Mimpi Para Ulama Bukan Sembarang Mimpi
Mimpi dalam bahasa Arab disebut dengan istilah al-hulmu (jamaknya : al-ahlaam), atau al-manaam, atau al-ru`yaa. Definisi mimpi adalah apa yang dilihat oleh orang yang bermimpi dalam tidurnya (maa yaraahu al-naa`im fi naumihi). (Ibrahim Anis dkk, Al-Mu’jamul Wasith, hlm. 195; Rawwas Qal’ahjie, Mu’jam Lughah Al-Fuqahaa’, hlm. 142).
Menurut Syaikh Abul Abbas Ahmad bin Sulthan bin Surur dalam kitabnya Tafsir Al-Ahlam Juz I hlm.131-132, mimpi itu secara garis besar ada 2 (dua) macam. Pertama, mimpi yang benar (shahih),
yaitu mimpi yang berasal dari Lauhil Mahfuzh. Misalnya, mimpi bertemu Nabi Muhammad SAW. Kedua, mimpi yang tidak benar, atau mimpi yang rusak (fasid). Mimpi jenis kedua ada beberapa macam. Di antaranya apa yang disebut haditsun nafs,
yaitu cetusan perasaan jiwa. Misalnya orang yang dalam keadaan sadar
menyaksikan sesuatu, lalu dalam mimpinya dia menyaksikan sesuatu itu.
Walhasil, mimpi itu tak semuanya omong kosong. Ada mimpi yang benar (shahih).

_DATA YANG DIBERIKAN:_
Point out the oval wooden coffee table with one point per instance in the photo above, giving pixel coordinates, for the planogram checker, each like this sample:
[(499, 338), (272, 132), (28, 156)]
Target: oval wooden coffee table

_TUJUAN LATIHAN:_
Menurut kutipan tentang mimpi, dari mana asal mimpi yang benar (shahih)? Data ini adalah bahan tersendiri yang terpisah dari kutipan.

_PENYELESAIAN:_
Dari Lauhil Mahfuzh.